_TASK PROMPT:_ When the word "exact" shows up in a line of the data below, copy that whole line.

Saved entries
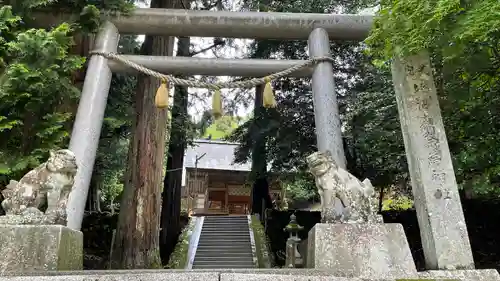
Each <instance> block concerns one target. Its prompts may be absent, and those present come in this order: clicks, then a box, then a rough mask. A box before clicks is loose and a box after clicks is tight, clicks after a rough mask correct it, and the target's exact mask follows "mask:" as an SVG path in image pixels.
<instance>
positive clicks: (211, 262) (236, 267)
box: [193, 259, 255, 269]
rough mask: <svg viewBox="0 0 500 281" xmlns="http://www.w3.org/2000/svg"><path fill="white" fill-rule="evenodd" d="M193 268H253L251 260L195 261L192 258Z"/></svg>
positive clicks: (253, 266)
mask: <svg viewBox="0 0 500 281" xmlns="http://www.w3.org/2000/svg"><path fill="white" fill-rule="evenodd" d="M193 268H195V269H196V268H255V265H254V264H253V261H224V262H219V261H215V260H211V261H196V259H195V260H194V263H193Z"/></svg>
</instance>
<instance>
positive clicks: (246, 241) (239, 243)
mask: <svg viewBox="0 0 500 281" xmlns="http://www.w3.org/2000/svg"><path fill="white" fill-rule="evenodd" d="M200 242H210V243H237V244H241V243H250V237H240V238H238V237H214V238H213V239H207V238H204V239H200V240H199V241H198V244H200Z"/></svg>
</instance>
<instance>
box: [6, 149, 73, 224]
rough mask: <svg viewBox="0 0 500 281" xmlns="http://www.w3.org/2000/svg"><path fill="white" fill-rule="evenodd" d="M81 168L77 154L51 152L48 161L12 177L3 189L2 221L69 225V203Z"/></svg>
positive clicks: (24, 222)
mask: <svg viewBox="0 0 500 281" xmlns="http://www.w3.org/2000/svg"><path fill="white" fill-rule="evenodd" d="M77 169H78V167H77V164H76V157H75V154H74V153H73V152H72V151H70V150H68V149H61V150H57V151H55V152H53V151H51V152H50V157H49V159H48V160H47V162H45V163H43V164H41V165H40V166H38V167H37V168H35V169H34V170H31V171H29V172H28V173H27V174H26V175H24V176H23V177H22V178H21V180H20V181H19V182H17V181H15V180H11V181H10V183H9V185H7V188H6V189H5V190H4V191H3V192H2V195H3V196H4V200H3V202H2V208H3V209H4V211H5V213H6V214H5V216H0V224H60V225H66V204H67V201H68V197H69V194H70V192H71V191H72V189H73V183H74V179H75V175H76V171H77Z"/></svg>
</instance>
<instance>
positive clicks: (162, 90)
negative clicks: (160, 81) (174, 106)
mask: <svg viewBox="0 0 500 281" xmlns="http://www.w3.org/2000/svg"><path fill="white" fill-rule="evenodd" d="M168 98H169V94H168V85H167V80H165V79H162V80H161V84H160V87H158V90H156V96H155V105H156V107H157V108H165V107H168Z"/></svg>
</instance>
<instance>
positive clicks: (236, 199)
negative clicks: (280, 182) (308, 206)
mask: <svg viewBox="0 0 500 281" xmlns="http://www.w3.org/2000/svg"><path fill="white" fill-rule="evenodd" d="M185 176H186V181H185V183H186V184H185V186H184V187H183V190H182V197H183V200H184V201H185V202H186V203H187V209H188V212H190V213H191V215H243V214H250V212H251V206H252V194H251V193H252V185H251V182H249V180H248V176H249V172H248V171H231V170H214V169H212V170H210V169H193V168H186V173H185ZM274 178H277V177H274ZM278 194H279V196H281V184H280V182H279V181H278V180H277V179H270V195H271V197H274V196H278Z"/></svg>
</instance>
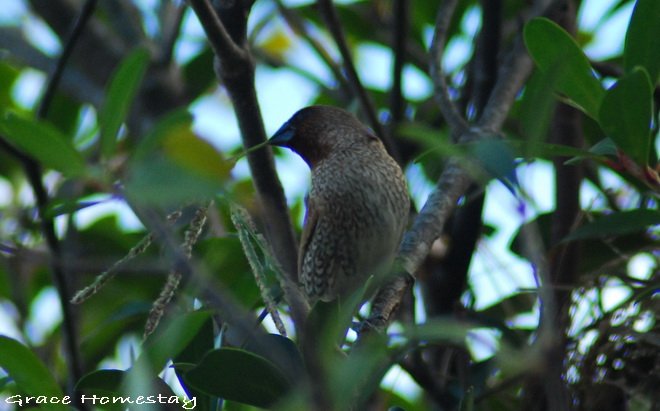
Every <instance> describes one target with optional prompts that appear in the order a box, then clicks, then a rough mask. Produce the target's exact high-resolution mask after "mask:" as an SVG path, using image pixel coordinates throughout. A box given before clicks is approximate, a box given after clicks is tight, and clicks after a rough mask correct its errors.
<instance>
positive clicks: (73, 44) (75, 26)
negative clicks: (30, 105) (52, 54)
mask: <svg viewBox="0 0 660 411" xmlns="http://www.w3.org/2000/svg"><path fill="white" fill-rule="evenodd" d="M97 1H98V0H87V1H86V2H85V4H84V5H83V8H82V10H81V11H80V15H79V16H78V19H77V20H76V22H75V23H74V26H73V30H72V31H71V34H70V35H69V39H68V40H67V42H66V44H65V45H64V49H63V50H62V54H61V55H60V57H59V58H58V59H57V64H56V65H55V70H54V71H53V74H52V75H51V76H50V79H49V80H48V84H47V85H46V90H45V91H44V94H43V95H42V97H41V102H40V104H39V109H38V110H37V117H38V118H46V117H47V116H48V110H49V109H50V106H51V103H52V101H53V97H55V91H56V90H57V88H58V86H59V84H60V80H61V78H62V74H63V73H64V68H65V67H66V65H67V63H68V62H69V58H70V57H71V53H72V52H73V49H74V47H75V45H76V43H77V42H78V39H79V38H80V35H81V34H82V31H83V29H84V28H85V26H86V25H87V22H88V21H89V19H90V18H91V17H92V14H93V13H94V9H95V8H96V3H97Z"/></svg>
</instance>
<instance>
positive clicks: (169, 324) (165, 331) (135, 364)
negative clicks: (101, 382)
mask: <svg viewBox="0 0 660 411" xmlns="http://www.w3.org/2000/svg"><path fill="white" fill-rule="evenodd" d="M210 317H211V313H210V312H208V311H193V312H190V313H186V314H183V315H180V316H178V317H176V318H174V319H173V320H172V321H171V322H169V324H166V327H165V328H164V329H161V328H157V329H156V332H155V333H154V334H152V335H151V336H150V338H149V339H148V340H147V341H146V343H145V345H144V351H142V354H141V355H140V356H139V357H138V359H137V360H136V361H135V365H134V366H133V368H143V369H151V370H154V371H155V372H159V371H160V370H161V369H162V368H163V367H164V366H165V363H166V362H167V360H169V359H171V358H174V357H176V356H177V355H178V354H179V353H180V352H181V351H182V350H183V349H184V348H185V347H186V346H187V345H188V344H189V343H190V341H192V340H193V338H194V337H195V335H197V333H198V332H199V329H200V328H202V326H203V325H204V323H205V322H206V321H207V320H208V319H209V318H210Z"/></svg>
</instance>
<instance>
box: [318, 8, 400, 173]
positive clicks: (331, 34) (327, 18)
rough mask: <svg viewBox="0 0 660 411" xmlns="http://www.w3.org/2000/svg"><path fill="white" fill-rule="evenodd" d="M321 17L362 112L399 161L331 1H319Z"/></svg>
mask: <svg viewBox="0 0 660 411" xmlns="http://www.w3.org/2000/svg"><path fill="white" fill-rule="evenodd" d="M316 4H317V5H318V8H319V11H320V13H321V17H323V19H324V20H325V24H326V25H327V26H328V30H329V31H330V34H331V35H332V37H333V38H334V40H335V43H336V44H337V48H338V49H339V53H340V54H341V57H342V60H343V61H344V69H345V70H346V76H347V77H348V81H349V83H350V84H351V87H352V88H353V92H354V93H355V94H356V96H357V98H358V100H359V101H360V105H361V106H362V110H363V111H364V113H365V115H366V116H367V119H368V120H369V124H370V125H371V127H372V128H373V129H374V131H375V132H376V135H378V136H379V137H380V139H381V140H382V141H383V144H385V147H386V148H387V151H388V153H390V155H392V157H394V159H396V160H398V159H399V155H398V150H397V148H396V145H395V144H394V142H393V141H392V140H391V138H390V136H389V135H388V134H386V133H385V130H384V128H383V126H382V124H381V123H380V121H378V115H377V114H376V108H375V107H374V104H373V102H372V101H371V99H370V98H369V95H368V94H367V91H366V89H365V88H364V86H363V85H362V82H361V81H360V77H359V76H358V73H357V70H356V69H355V64H354V63H353V57H352V56H351V51H350V50H349V48H348V44H347V42H346V36H344V31H343V30H342V28H341V23H340V22H339V16H337V10H335V7H334V5H333V4H332V1H331V0H318V1H317V3H316Z"/></svg>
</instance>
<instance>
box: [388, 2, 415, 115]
mask: <svg viewBox="0 0 660 411" xmlns="http://www.w3.org/2000/svg"><path fill="white" fill-rule="evenodd" d="M409 14H410V5H409V2H408V0H395V1H394V17H393V19H394V29H393V30H392V49H393V50H394V66H393V68H392V90H391V92H390V115H391V116H392V120H391V122H392V126H396V125H397V124H398V123H400V122H401V120H402V119H403V115H404V110H405V108H406V100H405V97H404V96H403V67H404V65H405V63H406V41H407V39H408V27H409V26H410V20H409V19H410V17H409Z"/></svg>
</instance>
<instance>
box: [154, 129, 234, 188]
mask: <svg viewBox="0 0 660 411" xmlns="http://www.w3.org/2000/svg"><path fill="white" fill-rule="evenodd" d="M163 149H164V152H165V155H166V156H167V157H168V158H169V159H170V160H171V161H173V162H174V163H175V164H178V165H180V166H181V167H183V168H185V169H188V170H190V171H192V172H194V173H196V174H199V175H201V176H203V177H208V178H213V179H221V180H225V179H226V178H227V177H228V176H229V172H230V171H231V169H232V167H233V166H234V163H233V162H230V161H227V160H225V159H224V158H223V157H222V155H221V154H220V153H219V152H218V151H217V150H216V149H215V148H214V147H213V146H212V145H211V144H210V143H209V142H208V141H206V140H204V139H202V138H200V137H198V136H197V135H195V133H194V132H193V131H192V130H191V129H190V127H189V126H187V125H186V124H180V125H177V126H175V127H174V128H173V129H172V130H170V132H169V133H168V135H167V136H166V137H165V139H164V140H163Z"/></svg>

_SOLUTION TO THIS TASK:_
Each <instance> block concerns one target. Its prompts may be absent, and those present come in this order: clicks, then a box, then a rough mask. A box before clicks is loose and a box after clicks is tight, clicks after a rough mask correct it, and the target's exact mask follows "mask:" as an SVG path in image pixels.
Every <instance> describes one target with optional prompts that appear in the order a box, then clicks, then a rough mask. Produce the target's exact high-resolution mask after "mask:" as an SVG path, using image pixel coordinates throughout. A box given before clicks is approximate, a box given after clicks is tight, and clicks after a rough mask correct its errors.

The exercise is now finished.